Can you copy the entries word for word, from the start of the entries through the line with "132, 456, 231, 500", leaving the pictures out of your answer?

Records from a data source
※ ※ ※
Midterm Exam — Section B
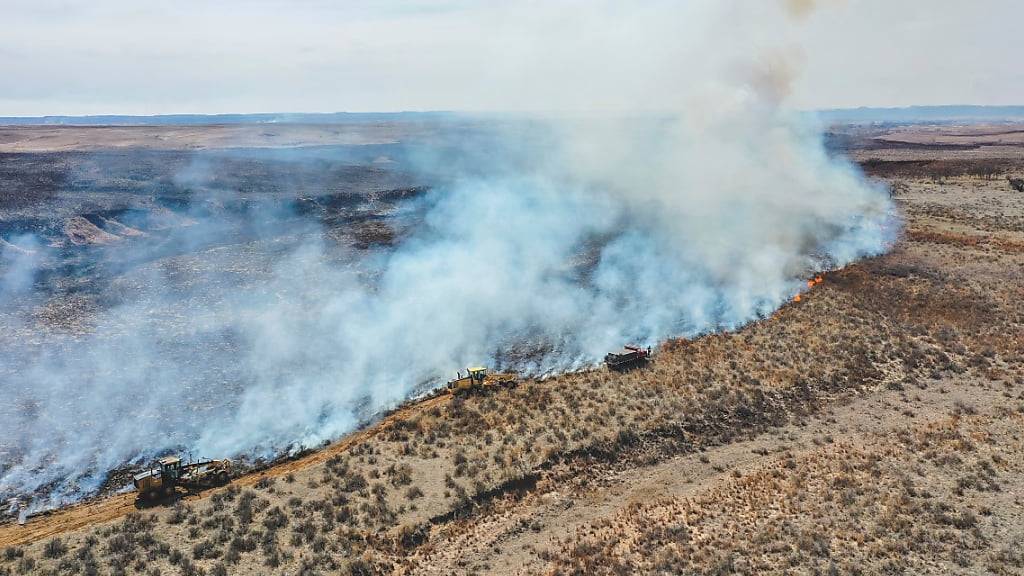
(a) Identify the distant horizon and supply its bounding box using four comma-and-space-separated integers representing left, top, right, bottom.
0, 104, 1024, 126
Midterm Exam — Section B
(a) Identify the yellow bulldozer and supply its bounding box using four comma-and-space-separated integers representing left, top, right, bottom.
449, 366, 519, 396
132, 456, 231, 500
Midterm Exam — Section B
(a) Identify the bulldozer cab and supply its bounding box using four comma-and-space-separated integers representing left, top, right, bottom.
158, 456, 181, 479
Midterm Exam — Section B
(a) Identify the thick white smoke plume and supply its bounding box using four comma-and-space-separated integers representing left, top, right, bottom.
0, 0, 897, 506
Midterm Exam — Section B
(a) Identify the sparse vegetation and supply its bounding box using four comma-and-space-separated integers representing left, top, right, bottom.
0, 133, 1024, 575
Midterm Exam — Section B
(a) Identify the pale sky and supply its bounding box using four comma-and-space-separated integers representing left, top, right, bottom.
0, 0, 1024, 116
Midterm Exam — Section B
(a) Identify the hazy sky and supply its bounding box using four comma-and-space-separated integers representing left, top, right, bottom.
0, 0, 1024, 116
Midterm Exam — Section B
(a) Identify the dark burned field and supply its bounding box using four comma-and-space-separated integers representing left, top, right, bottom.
0, 121, 1024, 575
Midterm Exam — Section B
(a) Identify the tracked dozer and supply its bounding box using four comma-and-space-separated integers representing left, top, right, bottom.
132, 456, 231, 499
604, 345, 650, 371
449, 366, 519, 396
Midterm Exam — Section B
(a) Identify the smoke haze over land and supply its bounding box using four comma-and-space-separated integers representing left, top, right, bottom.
0, 2, 898, 508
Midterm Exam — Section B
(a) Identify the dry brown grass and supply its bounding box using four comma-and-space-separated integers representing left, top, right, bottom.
0, 150, 1024, 576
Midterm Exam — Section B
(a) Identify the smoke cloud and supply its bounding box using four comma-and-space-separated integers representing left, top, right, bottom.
0, 3, 898, 510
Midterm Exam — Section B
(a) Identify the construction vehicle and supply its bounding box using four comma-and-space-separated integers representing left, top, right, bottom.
604, 344, 650, 370
132, 456, 231, 499
449, 366, 519, 396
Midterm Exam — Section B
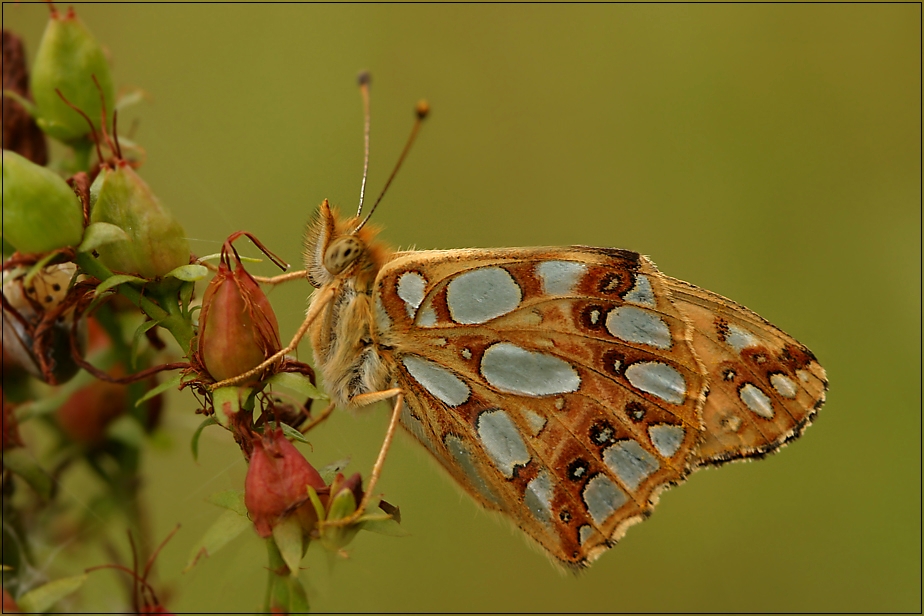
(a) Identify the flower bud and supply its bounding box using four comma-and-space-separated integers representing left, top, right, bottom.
※ ※ ※
ANSWER:
Midterm Exam — Section B
(a) Identify the distant horizon and supply its bounding box using four comma-and-space-separated integers representing left, top, right, bottom.
0, 104, 1024, 126
Midterm Exam — Section B
(a) Identify the yellow bulldozer and supply its bounding box using four comma-and-space-separated integers representing left, top, right, bottom.
449, 366, 519, 396
132, 456, 231, 500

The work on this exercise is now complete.